§ **Your goal**
Copy every one of the entries below word for word, changing nothing and leaving nothing out.

§ **Dataset rows**
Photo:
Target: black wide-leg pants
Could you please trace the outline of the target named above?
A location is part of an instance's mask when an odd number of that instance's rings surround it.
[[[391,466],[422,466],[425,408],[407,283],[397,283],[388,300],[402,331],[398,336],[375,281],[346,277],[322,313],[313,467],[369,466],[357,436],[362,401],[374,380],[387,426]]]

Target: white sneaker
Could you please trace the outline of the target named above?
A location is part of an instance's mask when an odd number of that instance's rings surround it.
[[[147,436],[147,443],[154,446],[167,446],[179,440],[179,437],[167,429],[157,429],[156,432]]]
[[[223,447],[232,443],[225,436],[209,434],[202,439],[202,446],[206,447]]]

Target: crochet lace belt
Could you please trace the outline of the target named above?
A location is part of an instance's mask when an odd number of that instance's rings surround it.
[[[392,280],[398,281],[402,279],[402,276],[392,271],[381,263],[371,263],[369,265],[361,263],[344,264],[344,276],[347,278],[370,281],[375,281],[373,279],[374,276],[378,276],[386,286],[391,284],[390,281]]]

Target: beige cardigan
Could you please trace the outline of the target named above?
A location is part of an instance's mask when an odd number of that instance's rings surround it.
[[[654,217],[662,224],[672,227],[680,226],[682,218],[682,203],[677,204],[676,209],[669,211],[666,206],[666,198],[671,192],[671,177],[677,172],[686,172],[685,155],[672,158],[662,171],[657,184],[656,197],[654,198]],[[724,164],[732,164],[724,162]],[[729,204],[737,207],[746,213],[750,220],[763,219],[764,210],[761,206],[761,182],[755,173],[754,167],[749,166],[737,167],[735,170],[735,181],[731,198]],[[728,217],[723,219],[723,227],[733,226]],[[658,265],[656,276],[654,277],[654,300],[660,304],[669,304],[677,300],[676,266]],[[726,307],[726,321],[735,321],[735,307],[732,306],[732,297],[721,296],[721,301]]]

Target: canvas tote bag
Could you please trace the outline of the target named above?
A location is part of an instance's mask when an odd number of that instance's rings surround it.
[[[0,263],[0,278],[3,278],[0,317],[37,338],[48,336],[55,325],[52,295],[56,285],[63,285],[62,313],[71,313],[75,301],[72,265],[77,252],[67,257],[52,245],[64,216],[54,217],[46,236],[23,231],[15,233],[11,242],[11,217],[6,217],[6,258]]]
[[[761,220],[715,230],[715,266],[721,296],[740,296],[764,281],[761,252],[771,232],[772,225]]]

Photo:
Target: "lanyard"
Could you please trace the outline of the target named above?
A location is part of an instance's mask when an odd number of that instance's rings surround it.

§ **Exercise output**
Photo:
Target: black wide-leg pants
Could you please trace the outline of the target named above?
A location is part of an instance's mask when an odd number of that instance's rings surround it.
[[[391,466],[422,466],[425,408],[407,283],[397,283],[388,300],[402,331],[398,336],[375,281],[346,277],[322,313],[313,467],[369,466],[357,436],[362,401],[374,380],[387,426]]]

Target: white sneaker
Could you please trace the outline of the target named above?
A location is part of an instance's mask when an odd number of that instance's rings surround it.
[[[147,436],[147,443],[154,446],[167,446],[179,440],[179,437],[167,429],[157,429],[156,432]]]
[[[223,447],[232,443],[225,436],[209,434],[202,439],[202,446],[206,447]]]

Target: crochet lace belt
Could you please trace the outline of the target named above?
A location is part of an instance's mask when an odd number of that instance's rings surround it.
[[[392,280],[398,281],[402,279],[402,276],[392,271],[381,263],[371,263],[369,265],[361,263],[344,264],[344,276],[347,278],[370,281],[375,281],[373,279],[374,276],[378,276],[386,286],[391,284],[390,281]]]

Target: beige cardigan
Could you please trace the outline of the target named above?
A location is part of an instance's mask when an odd number of that instance's rings surround it.
[[[654,217],[662,224],[672,227],[680,226],[682,218],[682,203],[677,204],[676,209],[669,211],[666,206],[666,198],[671,192],[671,177],[677,172],[686,172],[685,155],[672,158],[662,171],[657,184],[656,197],[654,198]],[[724,164],[732,164],[724,162]],[[729,204],[737,207],[746,213],[750,220],[763,219],[764,210],[761,206],[761,182],[755,173],[754,167],[749,166],[737,167],[735,170],[735,181],[731,198]],[[728,217],[723,219],[723,227],[733,226]],[[658,265],[656,276],[654,277],[654,300],[660,304],[669,304],[677,300],[676,266]],[[726,307],[726,321],[735,321],[735,307],[732,306],[732,297],[721,296],[721,301]]]

Target: canvas tote bag
Could you please trace the outline of the target named above?
A location is part of an instance's mask when an odd number of that instance's rings surround it.
[[[0,263],[0,278],[3,278],[0,317],[37,338],[48,336],[55,325],[52,295],[56,285],[63,285],[62,313],[71,313],[75,301],[72,265],[77,252],[67,257],[52,245],[64,216],[54,217],[46,236],[23,231],[15,233],[11,242],[11,217],[6,217],[6,258]]]
[[[761,220],[715,230],[715,266],[721,296],[740,296],[764,281],[761,252],[771,232],[772,225]]]

Photo:
Target: "lanyard"
Could you please trace the outline of the target named above?
A location is part of an instance's mask when an odd number of that instance's rings surround it.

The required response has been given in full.